===== MATERIALS PROVIDED =====

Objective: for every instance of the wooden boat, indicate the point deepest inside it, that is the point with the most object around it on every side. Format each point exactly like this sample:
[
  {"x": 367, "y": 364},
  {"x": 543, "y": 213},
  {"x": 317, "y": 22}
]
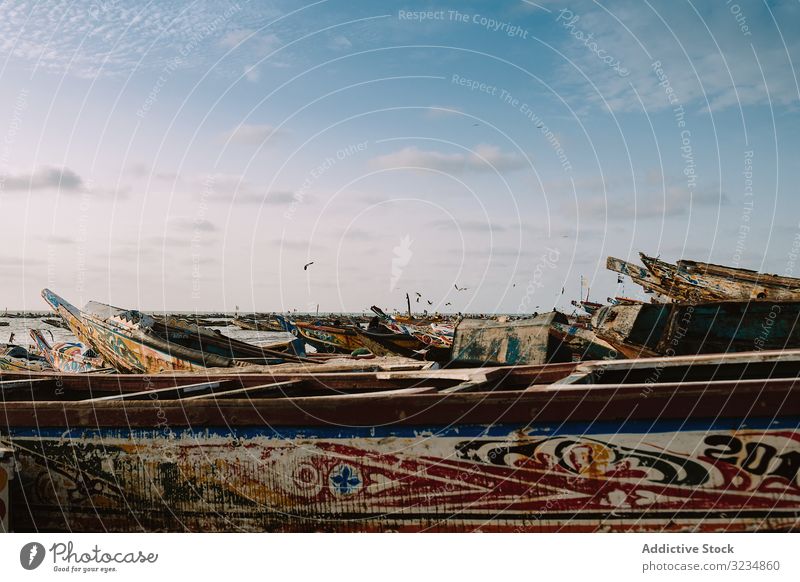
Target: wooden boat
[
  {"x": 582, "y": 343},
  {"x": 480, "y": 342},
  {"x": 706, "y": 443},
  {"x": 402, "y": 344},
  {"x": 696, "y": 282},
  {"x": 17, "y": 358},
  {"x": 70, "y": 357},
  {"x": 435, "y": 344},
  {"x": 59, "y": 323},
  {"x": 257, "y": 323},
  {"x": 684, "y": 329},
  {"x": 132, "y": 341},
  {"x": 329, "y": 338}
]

=====
===== MATERIALS PROVIDED =====

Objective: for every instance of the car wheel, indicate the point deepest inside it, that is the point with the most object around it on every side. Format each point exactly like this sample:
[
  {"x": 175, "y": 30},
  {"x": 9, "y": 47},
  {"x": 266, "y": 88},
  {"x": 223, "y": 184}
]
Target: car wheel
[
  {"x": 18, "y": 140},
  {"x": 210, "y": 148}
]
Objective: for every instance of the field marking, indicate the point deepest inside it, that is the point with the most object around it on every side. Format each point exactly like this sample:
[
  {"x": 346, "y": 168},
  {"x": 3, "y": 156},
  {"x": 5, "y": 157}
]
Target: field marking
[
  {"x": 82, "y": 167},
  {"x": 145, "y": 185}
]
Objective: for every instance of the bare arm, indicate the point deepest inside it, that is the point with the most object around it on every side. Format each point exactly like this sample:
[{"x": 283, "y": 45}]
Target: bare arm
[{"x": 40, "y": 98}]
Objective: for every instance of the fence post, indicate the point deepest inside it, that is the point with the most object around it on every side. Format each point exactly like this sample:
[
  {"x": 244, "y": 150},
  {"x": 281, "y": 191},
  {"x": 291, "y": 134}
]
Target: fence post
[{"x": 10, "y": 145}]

=====
===== MATERIALS PROVIDED =====

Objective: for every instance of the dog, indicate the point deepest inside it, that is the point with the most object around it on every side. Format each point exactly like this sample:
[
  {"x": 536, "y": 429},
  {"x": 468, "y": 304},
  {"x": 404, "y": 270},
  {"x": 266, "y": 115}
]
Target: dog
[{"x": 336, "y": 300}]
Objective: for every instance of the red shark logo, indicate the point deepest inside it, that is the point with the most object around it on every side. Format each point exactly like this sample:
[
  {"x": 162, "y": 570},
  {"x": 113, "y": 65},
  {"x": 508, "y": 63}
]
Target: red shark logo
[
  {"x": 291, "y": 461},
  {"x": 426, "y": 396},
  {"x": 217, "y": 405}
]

=====

- [WHAT THIS TASK INVOLVES]:
Check every line above for the string "inside", and copy the ones that have it.

- [WRITTEN SOLUTION]:
Objective: for every instance of the wooden boat, indicate the point deepest inside it, that is the point with the most object around it on every side. Format each point exactly like this sample:
Objective: for every instance of the car wheel, indicate the point deepest inside it, that is the point with the most object around it on every side. Format each point exactly like this sample:
Objective: for every instance of the field marking, indicate the point deepest inside it, that is the point with the most object around it on every side. Format each point exactly like this sample:
Objective: for every instance of the bare arm, indicate the point deepest inside it, that is the point with the most object around it on every side. Format each point exactly like this sample:
Objective: for every instance of the fence post, indicate the point deepest inside it, that is the point with the most object around it on every side. Format each point exactly like this sample:
Objective: for every instance of the dog, indicate the point deepest inside it, that is the point with the most object around it on every side. Format each point exactly like this sample:
Objective: for every instance of the red shark logo, indicate the point deepest inside it, that is the point with the most object around it on every side. Format each point exactly like this sample:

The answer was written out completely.